### Point-per-instance localization data
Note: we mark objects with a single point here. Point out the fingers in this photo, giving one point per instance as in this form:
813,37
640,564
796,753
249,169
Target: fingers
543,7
==
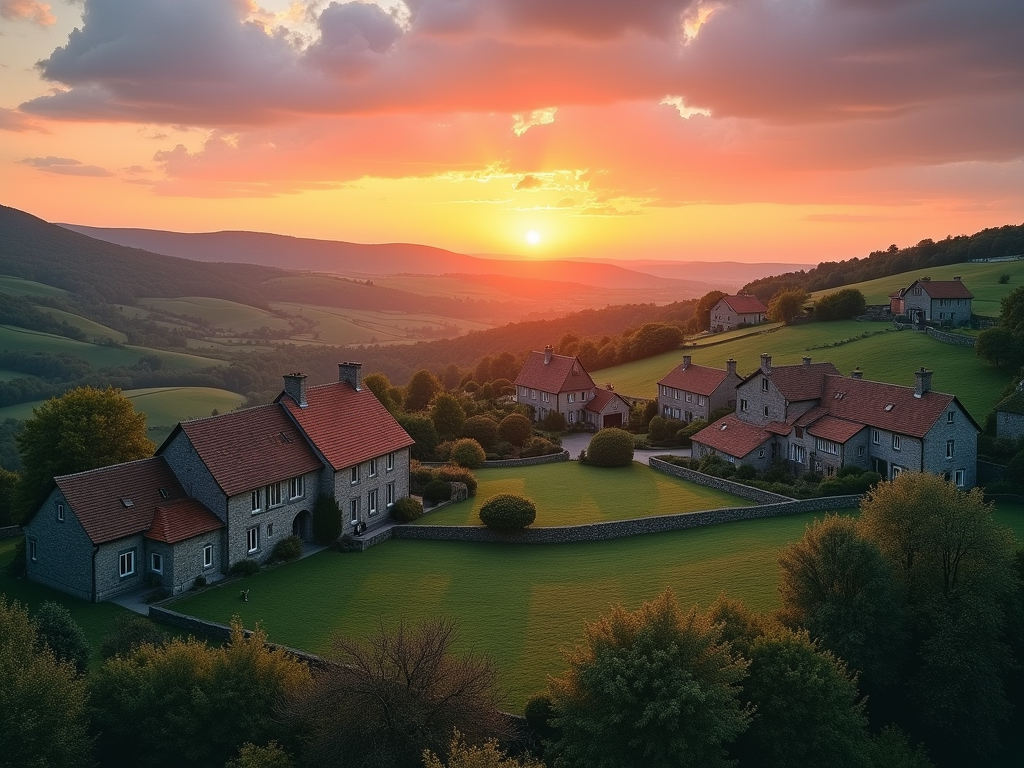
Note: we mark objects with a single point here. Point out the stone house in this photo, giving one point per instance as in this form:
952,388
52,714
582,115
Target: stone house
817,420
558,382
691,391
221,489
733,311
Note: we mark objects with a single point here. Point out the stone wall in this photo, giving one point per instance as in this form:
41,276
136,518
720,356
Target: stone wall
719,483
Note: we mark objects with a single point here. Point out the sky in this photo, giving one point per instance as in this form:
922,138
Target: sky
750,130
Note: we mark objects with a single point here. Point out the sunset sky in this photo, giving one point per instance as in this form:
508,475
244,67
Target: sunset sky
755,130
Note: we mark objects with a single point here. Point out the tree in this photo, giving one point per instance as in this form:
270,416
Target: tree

### WHAT THE TASK REQUIRES
All that belongs in the answer is the run of lines above from the line containing "Target: sky" through the line containing "Target: tree", exactly as written.

### ANSWER AREA
Target: sky
750,130
Note: we mark objects with a single point here. Point out the sunset sky in this photo, giving one point per instance as in this form:
508,475
244,67
Target: sunset sky
755,130
Note: we mark objects with a single point here. Point out the tree in this photo, giving one point per instance as in this form:
270,416
Target: tree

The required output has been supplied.